# Stated problem 1
Translate this sentence from the comment thread about teachers into Spanish: "This is a hard conversation to have with her."

......

Oh, bah. Here, enjoy this video of old Pakistani men dancing:
https://www.youtube.com/watch?v=X3DB0YYGVs8
Wrong blog dude, libertarians only like naked fat men dancing.
I think a lot of it comes from their genuine and sincere experience of feeling like they forced to be the surrogate parents of 100s of kids.
that they take on responsibilities for other people's shitty kids that others neglect. and then everyone's parents acts like they are each the individual "bosses" of the teachers.
The net result of which is that teachers feel institutionally compelled to circle wagons from the get-go. There's very much an "us-against-the-world" mentality for many. When they see mooks making lots of money and never taking care of their own kids, they sense an inherent injustice. "Tax that bastard until he learns!"
(*disclosure = mom was a teacher, half my friends are teachers. this is just my superficial impression)
My wife retired from teaching then got her law degree. This is a hard conversation to have with her. Although she hasn't taught in more than a decade... actually longer because she was an administrator before retiring, she immediately still gets in self defense mode anytime I start criticizing teachers and pubic education. And when I start mentioning that teachers will be replaced with learning bots, she starts looking at me like I'm the enemy, I'm talking sleeping on the deck stuff here. Once you are a member of a public union for long enough, is that mentality just permanently burned into your soul? I'm asking you since you are obviously around more than a few teachers, whereas my exposure is limited to my wife as far as personal relationships are concerned.

......

# Stated problem 2
Copy all of the rows below word for word, leaving the pictures out of your answer.

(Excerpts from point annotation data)
......

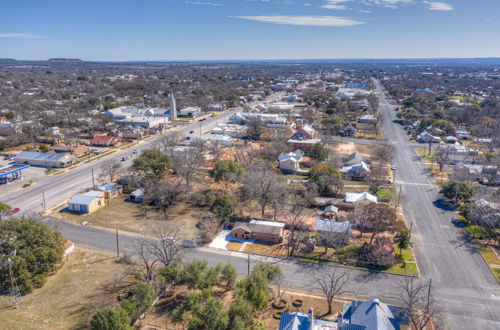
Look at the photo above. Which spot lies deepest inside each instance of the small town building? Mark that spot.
(86, 203)
(265, 231)
(104, 140)
(136, 196)
(45, 159)
(362, 197)
(110, 189)
(290, 162)
(349, 130)
(356, 172)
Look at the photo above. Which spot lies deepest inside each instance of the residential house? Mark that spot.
(8, 128)
(362, 197)
(189, 112)
(265, 231)
(426, 137)
(290, 162)
(45, 159)
(110, 189)
(356, 315)
(104, 140)
(330, 212)
(367, 119)
(370, 315)
(136, 196)
(332, 233)
(353, 159)
(86, 203)
(349, 130)
(305, 132)
(358, 171)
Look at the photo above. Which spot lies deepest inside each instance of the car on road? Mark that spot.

......

# Expected output 1
Esta es una conversación difícil de tener con ella.

# Expected output 2
Look at the photo above. Which spot lies deepest inside each instance of the small town building? Mark that spot.
(86, 203)
(265, 231)
(104, 140)
(136, 196)
(45, 159)
(362, 197)
(110, 189)
(290, 162)
(349, 130)
(356, 172)
Look at the photo above. Which spot lies deepest inside each instance of the residential house? Mark that spot.
(8, 128)
(362, 197)
(189, 112)
(265, 231)
(426, 137)
(290, 162)
(45, 159)
(110, 189)
(356, 315)
(104, 140)
(330, 212)
(367, 119)
(370, 315)
(136, 196)
(332, 233)
(353, 159)
(86, 203)
(349, 130)
(305, 132)
(358, 171)
Look at the photo above. Which spot lies deepest inside each instance of the car on road? Mark that spot.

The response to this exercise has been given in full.